**Activity:**
Each line of the data below either holds "slug" or does not. Report how many do, and only that.

**Data for review:**
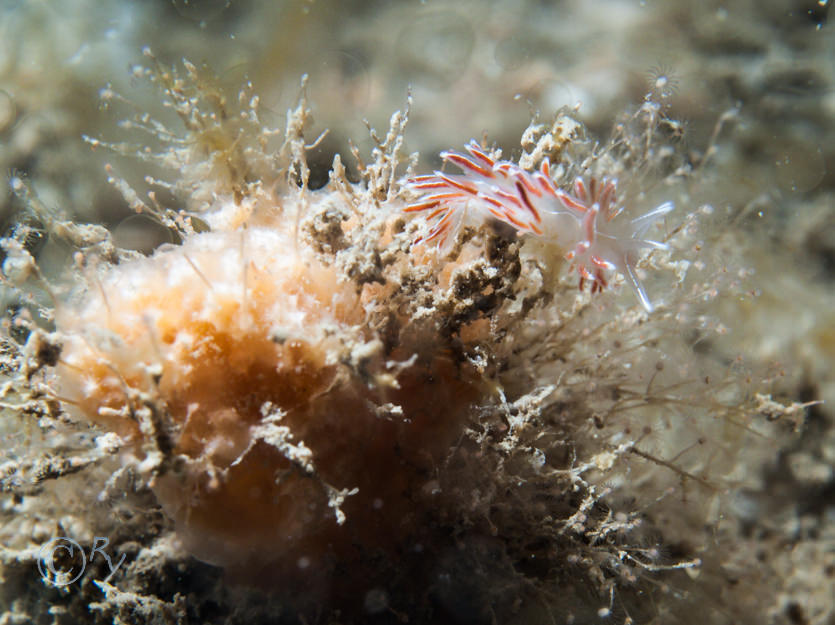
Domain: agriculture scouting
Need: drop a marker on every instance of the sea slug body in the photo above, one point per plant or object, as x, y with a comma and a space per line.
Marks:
584, 223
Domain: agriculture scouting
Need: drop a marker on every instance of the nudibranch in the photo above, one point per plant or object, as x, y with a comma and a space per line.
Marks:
583, 223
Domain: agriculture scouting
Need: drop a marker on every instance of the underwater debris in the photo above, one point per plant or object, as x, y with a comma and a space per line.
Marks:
359, 426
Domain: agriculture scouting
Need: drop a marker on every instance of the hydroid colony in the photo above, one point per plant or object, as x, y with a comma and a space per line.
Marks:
318, 403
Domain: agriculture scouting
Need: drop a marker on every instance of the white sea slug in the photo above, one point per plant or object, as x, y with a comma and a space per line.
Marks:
583, 223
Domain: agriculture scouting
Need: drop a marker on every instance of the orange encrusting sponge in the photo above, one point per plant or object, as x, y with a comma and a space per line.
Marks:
282, 410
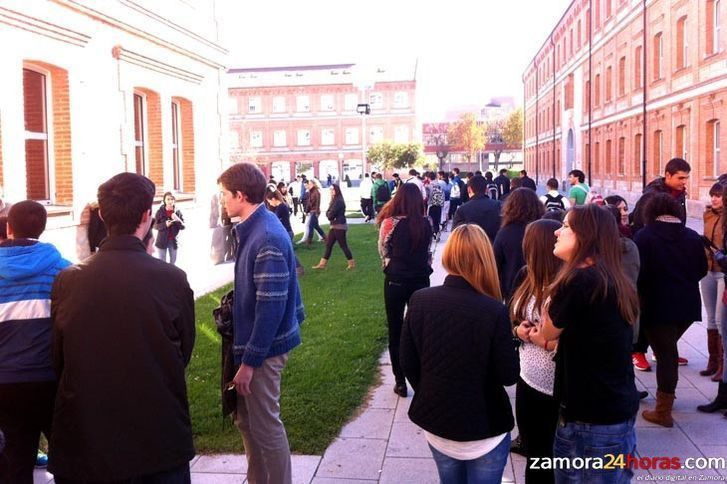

**Finished exercise:**
2